[Work required]: Write the records out again exactly, leaving no images in.

··· Entries shown

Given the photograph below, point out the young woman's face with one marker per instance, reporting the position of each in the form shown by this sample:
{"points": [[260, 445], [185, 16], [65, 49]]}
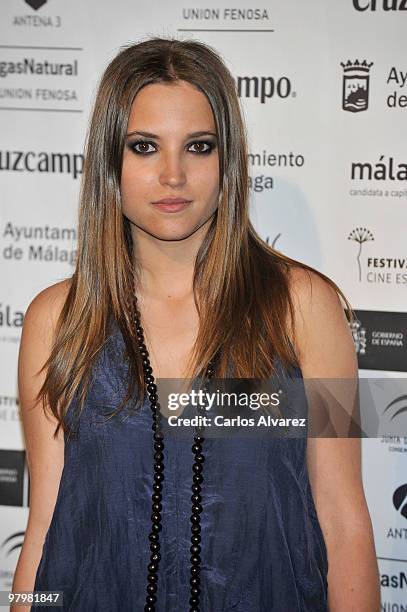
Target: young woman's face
{"points": [[164, 159]]}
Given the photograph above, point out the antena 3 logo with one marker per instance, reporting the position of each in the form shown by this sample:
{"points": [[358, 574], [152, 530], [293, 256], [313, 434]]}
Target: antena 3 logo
{"points": [[36, 4], [355, 86]]}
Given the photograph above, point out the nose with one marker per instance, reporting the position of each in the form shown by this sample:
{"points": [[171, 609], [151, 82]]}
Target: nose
{"points": [[172, 171]]}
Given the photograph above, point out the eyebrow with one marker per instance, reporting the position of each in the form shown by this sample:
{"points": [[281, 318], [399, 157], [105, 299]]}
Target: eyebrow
{"points": [[192, 135]]}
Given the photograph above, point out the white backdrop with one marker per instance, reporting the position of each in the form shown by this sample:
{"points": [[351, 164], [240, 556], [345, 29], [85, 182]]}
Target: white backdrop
{"points": [[329, 185]]}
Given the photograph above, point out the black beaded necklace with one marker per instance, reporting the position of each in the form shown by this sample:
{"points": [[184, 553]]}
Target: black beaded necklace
{"points": [[197, 479]]}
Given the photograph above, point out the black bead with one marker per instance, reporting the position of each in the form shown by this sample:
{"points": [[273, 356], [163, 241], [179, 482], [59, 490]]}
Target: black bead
{"points": [[156, 498], [153, 537]]}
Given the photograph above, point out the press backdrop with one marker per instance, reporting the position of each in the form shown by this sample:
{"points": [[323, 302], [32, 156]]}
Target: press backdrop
{"points": [[323, 85]]}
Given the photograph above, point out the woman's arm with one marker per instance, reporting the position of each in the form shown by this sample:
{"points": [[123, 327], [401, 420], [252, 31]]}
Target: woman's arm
{"points": [[326, 350], [45, 455]]}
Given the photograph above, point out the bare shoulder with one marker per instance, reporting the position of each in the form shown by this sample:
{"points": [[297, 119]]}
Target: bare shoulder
{"points": [[321, 332], [45, 307]]}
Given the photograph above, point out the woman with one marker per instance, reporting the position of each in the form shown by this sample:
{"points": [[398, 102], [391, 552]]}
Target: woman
{"points": [[172, 281]]}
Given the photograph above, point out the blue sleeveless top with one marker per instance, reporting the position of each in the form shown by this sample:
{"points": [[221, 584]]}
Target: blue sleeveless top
{"points": [[262, 545]]}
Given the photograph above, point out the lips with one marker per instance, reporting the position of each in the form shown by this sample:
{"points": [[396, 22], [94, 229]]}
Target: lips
{"points": [[171, 204]]}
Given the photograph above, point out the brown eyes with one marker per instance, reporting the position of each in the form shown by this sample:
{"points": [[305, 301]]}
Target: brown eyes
{"points": [[140, 147]]}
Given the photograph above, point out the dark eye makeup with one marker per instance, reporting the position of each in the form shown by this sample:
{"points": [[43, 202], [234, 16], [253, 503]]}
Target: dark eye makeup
{"points": [[134, 144]]}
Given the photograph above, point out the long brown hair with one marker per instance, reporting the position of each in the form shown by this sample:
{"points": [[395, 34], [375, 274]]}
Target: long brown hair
{"points": [[241, 284]]}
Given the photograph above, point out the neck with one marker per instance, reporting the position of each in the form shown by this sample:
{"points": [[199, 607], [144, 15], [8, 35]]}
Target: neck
{"points": [[165, 267]]}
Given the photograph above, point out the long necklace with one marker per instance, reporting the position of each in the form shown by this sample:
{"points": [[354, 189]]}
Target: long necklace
{"points": [[197, 479]]}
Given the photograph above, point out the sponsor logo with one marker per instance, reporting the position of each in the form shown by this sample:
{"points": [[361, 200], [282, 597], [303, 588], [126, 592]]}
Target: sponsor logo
{"points": [[360, 235], [31, 66], [355, 86], [265, 88], [377, 269], [42, 161], [400, 497], [393, 581], [380, 340], [40, 243], [386, 170], [36, 4], [383, 5]]}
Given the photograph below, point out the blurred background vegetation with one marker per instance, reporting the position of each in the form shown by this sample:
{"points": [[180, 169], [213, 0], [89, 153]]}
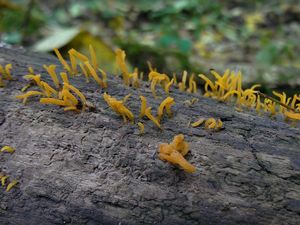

······

[Answer section]:
Given the photograph below, point out the young woman's face with one marker per instance, reporting the position of each in the form shown by this sample:
{"points": [[260, 445], [185, 16], [65, 49]]}
Target: young woman's face
{"points": [[164, 159]]}
Given the photograph above, point out the antena 3 logo with one marker per instance, reporting the position of each in the form shown by this sample:
{"points": [[358, 574], [152, 530], [293, 256], [313, 434]]}
Target: antena 3 logo
{"points": [[36, 4], [355, 86]]}
Given the photograph above, point out the nose with one marker per instance, reporting the position of each in the form shown by this sample:
{"points": [[171, 609], [151, 82]]}
Target: nose
{"points": [[172, 171]]}
Given the photograph above, point out the eyebrow with one marker per instance, reporting the position of each in the form shown by this sample:
{"points": [[281, 318], [399, 157], [105, 299]]}
Target: eyebrow
{"points": [[192, 135]]}
Given the photograph above, point out the white backdrop with one marker per instance, reporting the position of each in the form shown by this sample:
{"points": [[351, 164], [240, 556], [345, 29], [85, 182]]}
Target: white backdrop
{"points": [[329, 185]]}
Given the photograph above, point out the black beaded necklace with one marker per instance, reporting the position of each in the form shown by this sample:
{"points": [[184, 553]]}
Target: black beaded necklace
{"points": [[197, 479]]}
Given the photograph above, point out the black bead with one marker per instance, reporting the position of each in the form shown by this sample:
{"points": [[273, 356], [163, 241], [179, 482], [59, 490]]}
Target: black bead
{"points": [[156, 498], [153, 537]]}
Given the photograph above, point out the press backdrop with one marker per instance, reporting the position of each in the form shown by this sample:
{"points": [[323, 302], [32, 156]]}
Target: press backdrop
{"points": [[323, 85]]}
Given the photograph above, point out the woman's arm with one marker per instance, reporting the position of each in the form shown by this sample:
{"points": [[123, 327], [401, 420], [252, 31]]}
Target: woman's arm
{"points": [[326, 350], [45, 455]]}
Given the photograph above, point out the bare shoulder with one marker per instance, reporting the position of each in the form shown by this sample:
{"points": [[297, 119]]}
Target: bare shoulder
{"points": [[321, 332], [45, 307]]}
Given the photograph above, point out the woman with one marker per instance, reporting the position of each in the form shown by this sample:
{"points": [[398, 102], [391, 552]]}
Target: woman
{"points": [[172, 281]]}
Given the photograph above, point out the blue sleeveless top with one marker per instance, reporting the position of each in the form shown by this sample:
{"points": [[221, 584]]}
Target: blue sleeveless top
{"points": [[262, 545]]}
Given the photograph above, point out the lips with one marker per instance, reporting the position of each in the form shown by this sample:
{"points": [[396, 22], [94, 229]]}
Target: lips
{"points": [[171, 204]]}
Given the photograph above, point out the brown eyes with one marker per instance, reporting the position of each in the form shown by this sample:
{"points": [[305, 301]]}
Target: brown eyes
{"points": [[140, 147]]}
Given the photograph above, point out the dark eye makeup with one marker per instance, reporting the position of each in the form shown by this sample:
{"points": [[43, 202], [234, 16], [253, 503]]}
Target: dark eye makeup
{"points": [[134, 144]]}
Given the photograph above, point out the long brown hair with one marker per instance, reporting the position of each in the form shown by this sample:
{"points": [[395, 34], [375, 274]]}
Target: long brown hair
{"points": [[241, 284]]}
Given the photograph above, point out the neck with one marker per instance, reporting the position of each in the form shown by this sample:
{"points": [[199, 607], [144, 15], [8, 35]]}
Target: neck
{"points": [[165, 267]]}
Given the photograph above, point out the long necklace with one marker per instance, reporting the position of each in the form shown by this sample:
{"points": [[354, 189]]}
Target: long necklace
{"points": [[197, 479]]}
Given the photograph above, point out the sponsor logo with one marker per instance, reporting the position of each in the form shown by this sample:
{"points": [[361, 200], [282, 597], [303, 588], [126, 592]]}
Target: sponsor logo
{"points": [[360, 235], [31, 66], [355, 86], [265, 88], [377, 269], [42, 161], [400, 497], [393, 581], [380, 340], [40, 243], [386, 170], [36, 4], [383, 5]]}
Given the photograph below, point out the blurred background vegetation with one marker per instance, reporting the position of each in the form shown by this sample:
{"points": [[180, 169], [213, 0], [89, 153]]}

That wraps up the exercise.